**** Records supplied ****
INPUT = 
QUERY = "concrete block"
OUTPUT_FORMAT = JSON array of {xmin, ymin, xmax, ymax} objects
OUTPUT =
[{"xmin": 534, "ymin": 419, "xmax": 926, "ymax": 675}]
****
Quote the data above verbatim, keeping every line as it appears.

INPUT = 
QUERY = "concrete block"
OUTPUT_FORMAT = JSON array of {xmin, ymin, xmax, ymax} objects
OUTPUT =
[{"xmin": 534, "ymin": 419, "xmax": 926, "ymax": 675}]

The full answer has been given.